Given records START

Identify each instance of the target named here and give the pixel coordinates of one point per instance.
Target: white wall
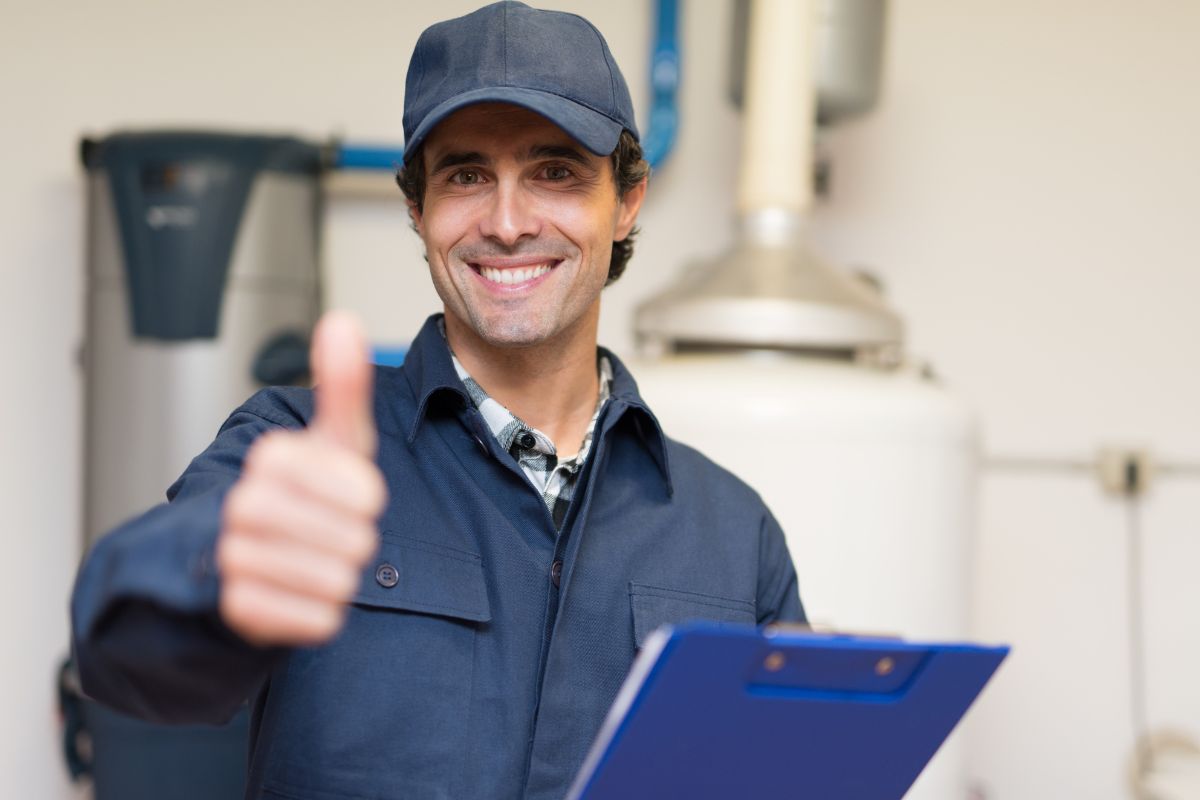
(1026, 191)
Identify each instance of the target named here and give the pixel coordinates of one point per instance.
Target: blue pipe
(660, 133)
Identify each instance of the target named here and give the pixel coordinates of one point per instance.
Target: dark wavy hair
(629, 169)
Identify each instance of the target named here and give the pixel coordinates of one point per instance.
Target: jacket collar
(431, 376)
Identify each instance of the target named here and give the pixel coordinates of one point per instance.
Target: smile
(514, 276)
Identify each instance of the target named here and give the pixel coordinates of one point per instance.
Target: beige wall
(1027, 190)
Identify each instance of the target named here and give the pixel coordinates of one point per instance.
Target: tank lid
(768, 292)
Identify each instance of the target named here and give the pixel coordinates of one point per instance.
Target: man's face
(519, 221)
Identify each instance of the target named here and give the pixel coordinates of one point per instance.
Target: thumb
(342, 374)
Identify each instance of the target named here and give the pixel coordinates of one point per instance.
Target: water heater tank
(870, 473)
(202, 288)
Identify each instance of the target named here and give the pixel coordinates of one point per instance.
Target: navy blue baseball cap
(552, 62)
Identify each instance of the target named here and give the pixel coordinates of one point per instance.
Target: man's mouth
(514, 275)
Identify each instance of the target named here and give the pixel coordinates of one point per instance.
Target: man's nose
(510, 215)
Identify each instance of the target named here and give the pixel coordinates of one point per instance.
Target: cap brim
(595, 131)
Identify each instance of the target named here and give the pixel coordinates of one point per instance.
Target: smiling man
(430, 582)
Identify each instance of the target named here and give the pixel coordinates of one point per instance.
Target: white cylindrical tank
(869, 471)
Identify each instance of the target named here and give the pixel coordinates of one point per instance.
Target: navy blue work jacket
(484, 647)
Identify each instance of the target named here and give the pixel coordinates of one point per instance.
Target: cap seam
(607, 61)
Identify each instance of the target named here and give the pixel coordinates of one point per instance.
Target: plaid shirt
(533, 449)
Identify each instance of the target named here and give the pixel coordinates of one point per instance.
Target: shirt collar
(431, 376)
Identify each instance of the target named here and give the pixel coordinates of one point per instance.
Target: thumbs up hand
(299, 524)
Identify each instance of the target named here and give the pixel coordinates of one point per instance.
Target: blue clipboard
(713, 713)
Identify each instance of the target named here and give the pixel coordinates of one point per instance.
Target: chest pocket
(384, 709)
(654, 607)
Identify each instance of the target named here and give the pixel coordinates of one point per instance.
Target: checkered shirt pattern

Given records END

▸ **Task to carry out**
Write the data out again word for word; leave the pictures behind.

▸ **Solution for this task**
Identify each instance of the target named here and give the pixel coordinates of one point per instance.
Target: white wall
(1026, 191)
Identify each instance of the target named here and give the pixel coordinates of one point per instance.
Target: blue pipe
(660, 133)
Identify each instance of the target named here and give the pixel coordinates of one point per instance.
Target: dark wavy hair
(629, 169)
Identify each instance of the target named here and give the pixel coordinates of one point per instance.
Target: jacket collar
(431, 376)
Identify each instance of the target named here and give the pixel coordinates of one point per instance.
Target: smile
(514, 276)
Identify each instance of the target named here and give the pixel coordinates of one point per instance.
Target: beige wall
(1027, 190)
Identify each instance of the target named here and give the pixel coordinates of one point per instance.
Target: tank lid
(768, 292)
Identify each instance of the target named here and give the pixel coordinates of one point per instance.
Target: man's face
(519, 221)
Identify each instance of the target named here and give the pixel coordinates of one point per instance.
Target: thumb
(342, 374)
Identify each instance of the target named here and give the pixel coordinates of one point per instance.
Target: water heater tank
(870, 473)
(202, 288)
Identify each instance of the target named here and give the pixel coordinates of one point per instance.
Target: navy blue baseball cap
(552, 62)
Identify each instance of the target named here and give the pixel coordinates of one point per instance.
Target: man's mouth
(514, 275)
Identify each instance of the target named here and give the pixel coordinates of one point per instance.
Target: man's nose
(510, 215)
Identify each instance of the target named here and give the pixel coordinates of one point per instance.
Target: cap brim
(595, 131)
Identify each instance of the target named here and give the pixel coordinates of one point per instance.
Target: smiling man
(430, 582)
Identify each instance of the target named here and give the pixel coordinates of one point per instance.
Target: white cylindrical tank
(869, 471)
Identify each instance of the target named here and give the pixel coordinates of one point per instance.
Target: navy blue work jacket
(484, 647)
Identify each instance of the target named here and give the pixel coordinates of one point per instance.
Target: cap seam
(607, 61)
Identify each instance of the target named here and give the pixel coordinates of one point per instance.
Target: plaid shirt
(533, 449)
Identify each instance of the target named here and give the pixel coordinates of one point per instance.
Target: shirt collar
(431, 376)
Identify each instance of the target named here and give the pixel coordinates of one point per instance.
Target: thumbs up hand
(299, 524)
Identify each instance of the target named here and give the pixel coordinates of one point per instance.
Target: blue clipboard
(713, 713)
Identify each instance of the target named here and give the pixel coordinates of one point per instance.
Target: chest pocket
(384, 709)
(654, 607)
Identify each instance of the target named here and give the pixel coordinates of one point per instance.
Target: checkered shirt pattern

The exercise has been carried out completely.